That's what the gutter is for: https://m.youtube.com/watch?v=zrv78nG9R04
Read the article.
This is an organized crime thing, apparently there's a chinese mob?
These people were stealing oil from restaurants and selling it to downstream users for industrial uses (making biodiesel is one)
Google suggests at about $0.5 per gallon
Sounds like regulatory overreach attacking small businesses and innovation.
I don't know why restaurants need to use oil in this waste-generating way, presumably for frying. All of the same things can be cooked in an air fryer oven without oil. Granted, it takes longer, and uses plenty of electricity, but it can be done all day long.
If you consider 1. Almost no restaurants have made this substitution and 2. Cooking oil is pretty expensive, then you can realize that 3. No, air fryers are not a quality substitute for real frying
This is completely incorrect. Air-fryers are just small ovens, they do not meaningfully crisp almost anything without serious modifications to the recipe and approach, and most crispy textures can only be properly achieved by deep frying. Air fryers are mostly useless and the name borders on fraud IMO.

--------------------------------------------------

◆ **Apply what you read**
A. List every numbered point given in the discussion of restaurant cooking oil.
B. From the discussion of restaurant cooking oil, reproduce word for word the part that opens with the words containing "That's what the" and closes with "businesses and innovation.".

--------------------------------------------------

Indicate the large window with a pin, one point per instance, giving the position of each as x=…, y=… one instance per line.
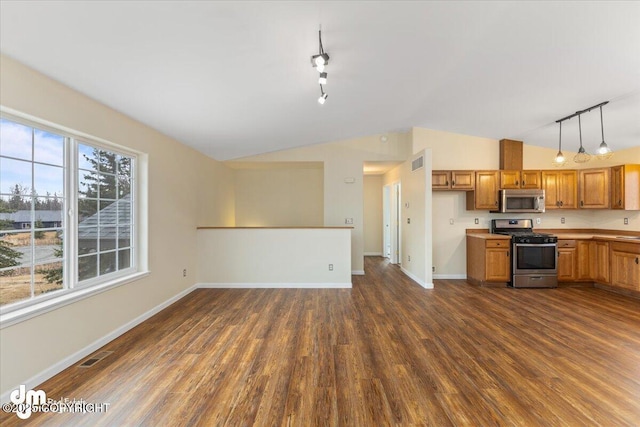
x=67, y=213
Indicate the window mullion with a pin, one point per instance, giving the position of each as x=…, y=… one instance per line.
x=71, y=208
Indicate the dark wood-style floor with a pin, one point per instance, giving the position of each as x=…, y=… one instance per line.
x=386, y=352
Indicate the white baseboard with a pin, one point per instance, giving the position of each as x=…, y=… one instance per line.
x=450, y=276
x=41, y=377
x=273, y=285
x=416, y=279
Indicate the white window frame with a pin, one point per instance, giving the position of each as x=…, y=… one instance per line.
x=22, y=310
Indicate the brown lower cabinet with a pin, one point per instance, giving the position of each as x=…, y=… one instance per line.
x=567, y=261
x=488, y=261
x=611, y=263
x=625, y=265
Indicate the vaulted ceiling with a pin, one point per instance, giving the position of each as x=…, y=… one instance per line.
x=233, y=79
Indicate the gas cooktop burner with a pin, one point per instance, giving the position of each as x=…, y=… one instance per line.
x=521, y=231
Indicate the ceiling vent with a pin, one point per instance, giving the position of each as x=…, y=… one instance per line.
x=417, y=163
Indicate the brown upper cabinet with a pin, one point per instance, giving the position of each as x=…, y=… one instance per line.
x=530, y=179
x=485, y=196
x=561, y=189
x=593, y=185
x=453, y=180
x=625, y=187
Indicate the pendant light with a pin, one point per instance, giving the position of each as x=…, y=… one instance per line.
x=319, y=62
x=603, y=152
x=582, y=156
x=559, y=160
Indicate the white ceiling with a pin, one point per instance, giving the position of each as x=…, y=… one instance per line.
x=233, y=79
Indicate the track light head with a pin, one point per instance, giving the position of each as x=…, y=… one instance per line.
x=320, y=60
x=323, y=96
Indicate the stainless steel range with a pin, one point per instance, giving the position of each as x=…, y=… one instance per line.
x=534, y=255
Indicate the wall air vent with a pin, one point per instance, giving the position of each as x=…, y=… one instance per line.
x=417, y=163
x=94, y=359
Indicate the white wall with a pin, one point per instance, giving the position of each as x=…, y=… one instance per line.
x=416, y=242
x=286, y=196
x=176, y=204
x=343, y=160
x=454, y=151
x=275, y=257
x=373, y=215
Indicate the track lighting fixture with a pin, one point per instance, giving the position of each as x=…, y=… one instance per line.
x=582, y=156
x=323, y=96
x=603, y=152
x=319, y=62
x=560, y=160
x=321, y=59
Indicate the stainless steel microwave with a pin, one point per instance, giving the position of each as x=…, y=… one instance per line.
x=517, y=201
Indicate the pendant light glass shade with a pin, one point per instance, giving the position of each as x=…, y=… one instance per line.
x=582, y=156
x=603, y=152
x=559, y=160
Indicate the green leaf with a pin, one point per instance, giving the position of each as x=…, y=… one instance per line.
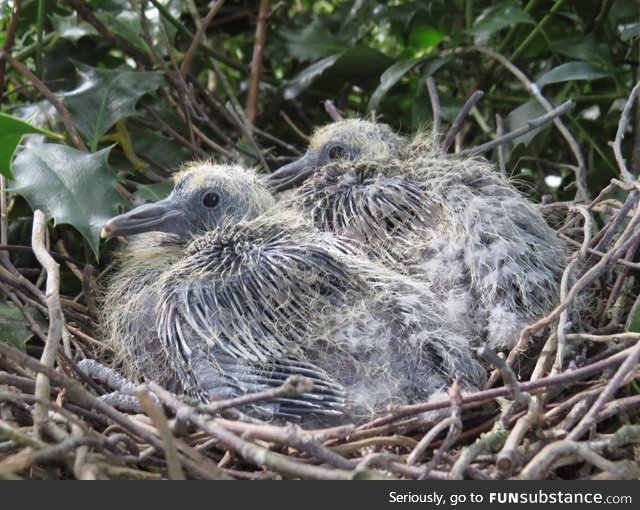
x=389, y=78
x=630, y=31
x=105, y=96
x=12, y=129
x=312, y=43
x=585, y=48
x=521, y=117
x=360, y=65
x=306, y=77
x=13, y=327
x=498, y=17
x=572, y=71
x=155, y=192
x=127, y=25
x=70, y=186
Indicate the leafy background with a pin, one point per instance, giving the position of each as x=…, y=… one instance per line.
x=131, y=110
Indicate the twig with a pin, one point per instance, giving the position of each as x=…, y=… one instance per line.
x=566, y=377
x=590, y=419
x=256, y=61
x=332, y=110
x=628, y=238
x=627, y=176
x=10, y=33
x=501, y=159
x=160, y=421
x=435, y=106
x=509, y=378
x=504, y=460
x=459, y=120
x=250, y=451
x=428, y=438
x=247, y=132
x=56, y=318
x=534, y=90
x=291, y=435
x=491, y=440
x=542, y=462
x=512, y=135
x=186, y=63
x=44, y=90
x=453, y=433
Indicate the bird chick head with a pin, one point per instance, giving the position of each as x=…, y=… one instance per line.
x=345, y=140
x=204, y=196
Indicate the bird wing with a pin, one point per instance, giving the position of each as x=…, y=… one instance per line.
x=249, y=304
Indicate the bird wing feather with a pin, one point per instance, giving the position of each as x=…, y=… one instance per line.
x=250, y=312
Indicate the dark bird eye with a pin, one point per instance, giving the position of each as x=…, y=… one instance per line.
x=337, y=151
x=210, y=199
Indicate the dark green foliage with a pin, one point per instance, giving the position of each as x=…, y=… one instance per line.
x=118, y=67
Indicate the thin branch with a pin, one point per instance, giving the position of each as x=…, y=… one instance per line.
x=461, y=117
x=56, y=318
x=247, y=132
x=435, y=105
x=627, y=176
x=512, y=135
x=509, y=378
x=160, y=421
x=256, y=61
x=534, y=90
x=542, y=462
x=332, y=110
x=567, y=377
x=197, y=38
x=590, y=419
x=501, y=159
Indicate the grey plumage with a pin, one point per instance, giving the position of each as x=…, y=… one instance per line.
x=232, y=295
x=454, y=222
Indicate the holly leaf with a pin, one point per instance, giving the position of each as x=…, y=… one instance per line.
x=105, y=96
x=571, y=71
x=70, y=186
x=12, y=129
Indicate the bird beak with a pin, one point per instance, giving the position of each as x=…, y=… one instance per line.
x=163, y=216
x=293, y=174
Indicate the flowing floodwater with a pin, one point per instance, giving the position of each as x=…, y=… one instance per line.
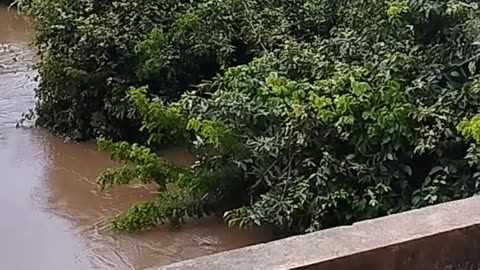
x=51, y=215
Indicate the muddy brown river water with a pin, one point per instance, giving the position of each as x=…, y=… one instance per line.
x=51, y=215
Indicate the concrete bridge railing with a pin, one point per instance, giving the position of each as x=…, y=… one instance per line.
x=445, y=237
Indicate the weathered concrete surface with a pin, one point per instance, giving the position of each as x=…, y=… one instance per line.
x=443, y=237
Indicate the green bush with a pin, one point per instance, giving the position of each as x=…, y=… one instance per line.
x=352, y=116
x=91, y=51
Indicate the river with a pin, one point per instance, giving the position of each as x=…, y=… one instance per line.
x=51, y=215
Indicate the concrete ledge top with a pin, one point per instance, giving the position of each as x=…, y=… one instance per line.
x=326, y=245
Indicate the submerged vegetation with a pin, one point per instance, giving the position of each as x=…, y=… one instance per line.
x=303, y=114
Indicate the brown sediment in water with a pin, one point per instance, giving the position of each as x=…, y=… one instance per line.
x=52, y=215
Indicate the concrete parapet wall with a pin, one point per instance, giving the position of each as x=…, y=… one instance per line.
x=444, y=237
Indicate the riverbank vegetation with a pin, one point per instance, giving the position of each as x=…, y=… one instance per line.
x=303, y=114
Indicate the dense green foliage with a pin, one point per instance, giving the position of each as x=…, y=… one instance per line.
x=303, y=114
x=92, y=51
x=353, y=121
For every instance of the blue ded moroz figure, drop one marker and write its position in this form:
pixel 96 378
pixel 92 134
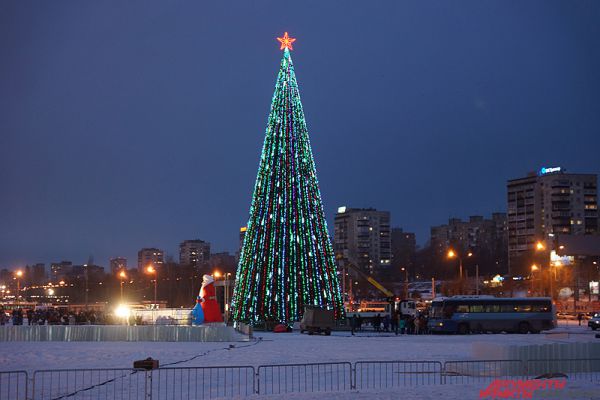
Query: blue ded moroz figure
pixel 197 312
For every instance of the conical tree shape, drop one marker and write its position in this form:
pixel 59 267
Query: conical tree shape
pixel 287 261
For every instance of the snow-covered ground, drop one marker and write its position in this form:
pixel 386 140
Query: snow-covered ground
pixel 289 348
pixel 273 348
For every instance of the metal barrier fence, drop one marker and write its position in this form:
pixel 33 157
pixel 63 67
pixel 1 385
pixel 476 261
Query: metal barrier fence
pixel 124 383
pixel 574 368
pixel 202 383
pixel 13 385
pixel 385 374
pixel 475 371
pixel 318 377
pixel 226 382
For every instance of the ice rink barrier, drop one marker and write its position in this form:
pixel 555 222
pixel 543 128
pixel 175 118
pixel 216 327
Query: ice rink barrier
pixel 121 333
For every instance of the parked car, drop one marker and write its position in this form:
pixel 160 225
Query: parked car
pixel 594 322
pixel 317 320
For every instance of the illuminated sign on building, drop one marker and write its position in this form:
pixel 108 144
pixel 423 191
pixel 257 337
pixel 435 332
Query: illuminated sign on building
pixel 549 170
pixel 558 261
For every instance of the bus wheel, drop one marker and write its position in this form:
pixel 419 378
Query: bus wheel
pixel 523 327
pixel 463 329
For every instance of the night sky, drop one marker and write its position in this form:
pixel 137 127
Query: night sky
pixel 140 123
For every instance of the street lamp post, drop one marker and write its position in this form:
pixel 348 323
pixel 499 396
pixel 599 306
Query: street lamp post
pixel 452 254
pixel 123 276
pixel 151 270
pixel 18 275
pixel 533 269
pixel 540 247
pixel 405 282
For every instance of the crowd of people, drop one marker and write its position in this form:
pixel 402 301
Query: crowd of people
pixel 396 323
pixel 50 316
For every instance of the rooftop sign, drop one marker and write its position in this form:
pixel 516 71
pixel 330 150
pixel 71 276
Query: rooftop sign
pixel 549 170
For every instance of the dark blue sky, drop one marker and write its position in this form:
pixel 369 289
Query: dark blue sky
pixel 140 123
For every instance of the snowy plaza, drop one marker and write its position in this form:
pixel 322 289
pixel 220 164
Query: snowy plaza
pixel 328 357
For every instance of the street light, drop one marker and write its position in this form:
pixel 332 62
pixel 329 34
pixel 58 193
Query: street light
pixel 123 276
pixel 405 282
pixel 18 275
pixel 533 269
pixel 539 247
pixel 151 270
pixel 452 254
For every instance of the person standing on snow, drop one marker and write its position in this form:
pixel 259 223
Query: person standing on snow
pixel 210 306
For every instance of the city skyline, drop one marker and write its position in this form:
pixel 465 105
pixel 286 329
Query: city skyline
pixel 150 136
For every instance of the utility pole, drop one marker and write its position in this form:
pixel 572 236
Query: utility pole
pixel 477 279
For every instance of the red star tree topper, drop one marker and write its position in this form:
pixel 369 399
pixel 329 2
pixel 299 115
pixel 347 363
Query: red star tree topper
pixel 286 42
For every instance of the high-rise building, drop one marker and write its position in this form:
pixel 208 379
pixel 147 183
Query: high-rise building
pixel 150 256
pixel 545 203
pixel 363 236
pixel 38 272
pixel 485 238
pixel 61 269
pixel 194 252
pixel 117 264
pixel 404 246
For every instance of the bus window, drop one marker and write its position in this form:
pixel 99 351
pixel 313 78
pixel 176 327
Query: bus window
pixel 476 308
pixel 507 308
pixel 492 308
pixel 462 308
pixel 449 311
pixel 523 308
pixel 540 307
pixel 436 310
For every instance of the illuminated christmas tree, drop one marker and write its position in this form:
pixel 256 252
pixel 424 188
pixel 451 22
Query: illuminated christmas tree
pixel 287 260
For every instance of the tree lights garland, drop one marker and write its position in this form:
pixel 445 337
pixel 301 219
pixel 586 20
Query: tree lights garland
pixel 287 261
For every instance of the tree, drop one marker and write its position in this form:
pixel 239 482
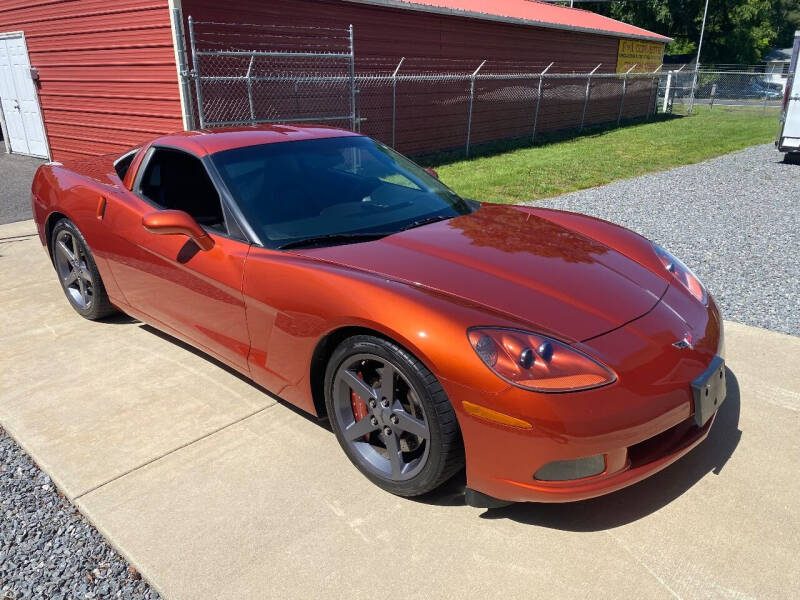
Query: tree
pixel 737 31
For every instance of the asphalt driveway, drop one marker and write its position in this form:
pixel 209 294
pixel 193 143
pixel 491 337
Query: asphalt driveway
pixel 16 174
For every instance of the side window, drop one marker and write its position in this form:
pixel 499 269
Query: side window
pixel 123 163
pixel 176 180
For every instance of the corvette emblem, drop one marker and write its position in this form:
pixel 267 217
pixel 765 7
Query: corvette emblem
pixel 686 342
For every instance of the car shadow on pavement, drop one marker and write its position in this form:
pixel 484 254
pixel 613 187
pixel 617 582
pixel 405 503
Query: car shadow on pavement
pixel 197 352
pixel 639 500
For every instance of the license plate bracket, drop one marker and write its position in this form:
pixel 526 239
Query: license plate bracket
pixel 709 390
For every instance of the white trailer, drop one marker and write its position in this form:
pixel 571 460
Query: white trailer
pixel 789 133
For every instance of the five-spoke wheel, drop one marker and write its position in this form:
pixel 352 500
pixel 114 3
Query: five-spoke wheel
pixel 391 416
pixel 71 266
pixel 78 272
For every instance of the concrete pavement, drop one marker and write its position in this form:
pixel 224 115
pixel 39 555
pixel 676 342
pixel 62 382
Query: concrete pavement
pixel 212 488
pixel 16 174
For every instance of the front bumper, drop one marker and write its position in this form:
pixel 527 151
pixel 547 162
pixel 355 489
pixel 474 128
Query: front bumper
pixel 639 425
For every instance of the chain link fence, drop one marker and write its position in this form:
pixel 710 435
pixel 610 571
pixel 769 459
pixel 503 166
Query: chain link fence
pixel 247 73
pixel 716 87
pixel 253 73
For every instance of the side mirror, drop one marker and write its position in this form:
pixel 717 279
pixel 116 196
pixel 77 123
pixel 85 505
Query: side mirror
pixel 177 222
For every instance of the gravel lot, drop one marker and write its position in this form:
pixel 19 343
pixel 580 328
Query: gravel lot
pixel 16 174
pixel 734 220
pixel 47 549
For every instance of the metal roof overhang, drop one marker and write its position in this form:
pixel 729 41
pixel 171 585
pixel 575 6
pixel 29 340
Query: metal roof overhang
pixel 441 10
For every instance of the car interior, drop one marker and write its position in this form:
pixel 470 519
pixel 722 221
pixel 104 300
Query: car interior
pixel 295 194
pixel 176 180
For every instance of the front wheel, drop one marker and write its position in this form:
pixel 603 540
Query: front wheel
pixel 391 416
pixel 78 272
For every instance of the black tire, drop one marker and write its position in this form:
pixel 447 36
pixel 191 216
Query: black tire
pixel 86 294
pixel 792 158
pixel 443 449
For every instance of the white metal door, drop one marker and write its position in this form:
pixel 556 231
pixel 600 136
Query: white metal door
pixel 19 99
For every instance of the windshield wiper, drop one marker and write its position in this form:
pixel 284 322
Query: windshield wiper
pixel 426 221
pixel 358 236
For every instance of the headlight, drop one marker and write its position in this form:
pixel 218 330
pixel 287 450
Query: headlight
pixel 535 362
pixel 682 273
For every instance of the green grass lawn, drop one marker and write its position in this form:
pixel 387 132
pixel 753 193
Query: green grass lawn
pixel 520 174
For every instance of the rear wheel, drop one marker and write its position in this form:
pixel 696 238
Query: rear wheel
pixel 78 273
pixel 391 416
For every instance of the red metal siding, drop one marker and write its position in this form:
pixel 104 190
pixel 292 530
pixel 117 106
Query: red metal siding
pixel 107 71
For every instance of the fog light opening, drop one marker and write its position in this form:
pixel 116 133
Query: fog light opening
pixel 567 470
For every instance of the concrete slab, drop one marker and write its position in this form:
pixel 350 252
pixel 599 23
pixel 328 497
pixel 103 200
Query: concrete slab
pixel 268 506
pixel 91 401
pixel 16 175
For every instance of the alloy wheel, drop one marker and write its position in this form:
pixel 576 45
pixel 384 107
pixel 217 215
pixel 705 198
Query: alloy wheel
pixel 381 417
pixel 73 270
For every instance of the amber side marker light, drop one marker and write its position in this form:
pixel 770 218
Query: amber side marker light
pixel 488 414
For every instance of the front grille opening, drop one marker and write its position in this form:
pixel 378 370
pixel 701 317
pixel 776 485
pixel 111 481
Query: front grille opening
pixel 659 445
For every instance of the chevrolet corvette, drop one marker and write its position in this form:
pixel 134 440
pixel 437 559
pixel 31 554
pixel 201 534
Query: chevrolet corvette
pixel 555 356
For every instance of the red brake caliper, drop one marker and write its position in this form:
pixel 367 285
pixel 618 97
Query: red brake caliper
pixel 360 409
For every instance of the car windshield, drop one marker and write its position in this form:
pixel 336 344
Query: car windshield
pixel 332 191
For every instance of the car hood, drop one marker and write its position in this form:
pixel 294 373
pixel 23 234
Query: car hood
pixel 511 260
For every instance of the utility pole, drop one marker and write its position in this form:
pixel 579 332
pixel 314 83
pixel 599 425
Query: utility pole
pixel 697 62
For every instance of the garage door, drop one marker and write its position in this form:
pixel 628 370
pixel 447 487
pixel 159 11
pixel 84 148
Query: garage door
pixel 18 97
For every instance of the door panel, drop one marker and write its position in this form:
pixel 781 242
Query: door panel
pixel 20 99
pixel 167 278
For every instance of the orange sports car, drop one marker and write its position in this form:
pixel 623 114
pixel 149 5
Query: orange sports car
pixel 556 356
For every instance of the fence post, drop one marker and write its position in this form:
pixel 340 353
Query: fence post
pixel 183 69
pixel 539 101
pixel 651 103
pixel 471 102
pixel 394 102
pixel 665 107
pixel 588 93
pixel 352 74
pixel 198 88
pixel 250 88
pixel 690 108
pixel 624 90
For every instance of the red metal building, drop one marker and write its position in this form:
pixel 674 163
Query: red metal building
pixel 97 77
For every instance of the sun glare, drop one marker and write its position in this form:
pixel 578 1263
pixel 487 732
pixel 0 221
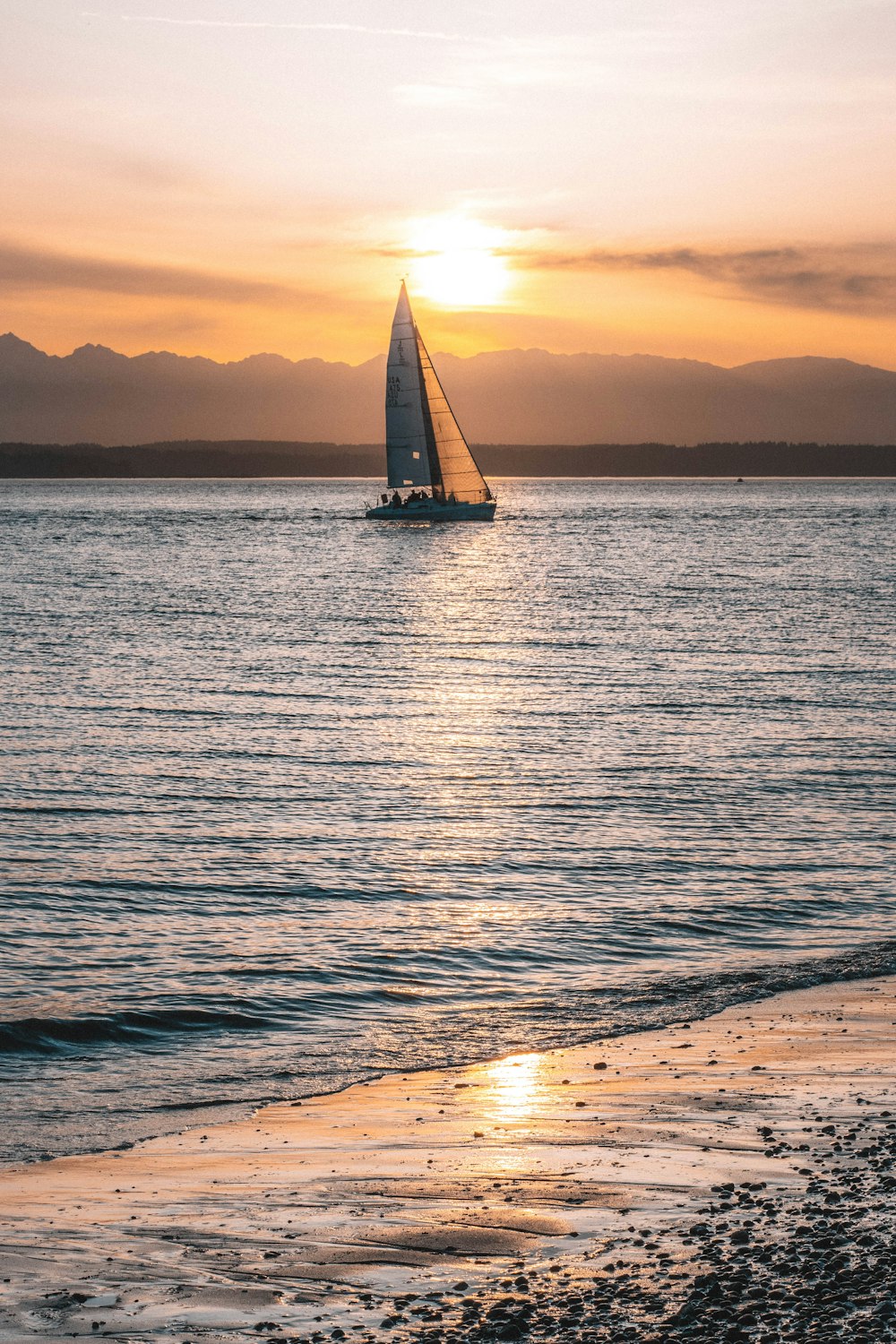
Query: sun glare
pixel 455 263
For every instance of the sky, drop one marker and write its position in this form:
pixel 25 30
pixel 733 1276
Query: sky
pixel 702 179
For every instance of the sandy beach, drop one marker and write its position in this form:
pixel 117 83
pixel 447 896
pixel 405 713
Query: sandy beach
pixel 718 1180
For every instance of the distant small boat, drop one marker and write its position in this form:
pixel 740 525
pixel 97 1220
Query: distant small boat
pixel 425 449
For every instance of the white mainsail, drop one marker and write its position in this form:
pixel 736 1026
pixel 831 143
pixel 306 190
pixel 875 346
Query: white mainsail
pixel 406 448
pixel 424 441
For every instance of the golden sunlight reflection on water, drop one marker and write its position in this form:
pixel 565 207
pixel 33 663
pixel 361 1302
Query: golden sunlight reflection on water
pixel 512 1088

--------------------------------------------------

◆ **Your responses**
A.
1. Almost no restaurants have made this substitution
2. Cooking oil is pretty expensive
3. No, air fryers are not a quality substitute for real frying

B.
That's what the gutter is for: https://m.youtube.com/watch?v=zrv78nG9R04
Read the article.
This is an organized crime thing, apparently there's a chinese mob?
These people were stealing oil from restaurants and selling it to downstream users for industrial uses (making biodiesel is one)
Google suggests at about $0.5 per gallon
Sounds like regulatory overreach attacking small businesses and innovation.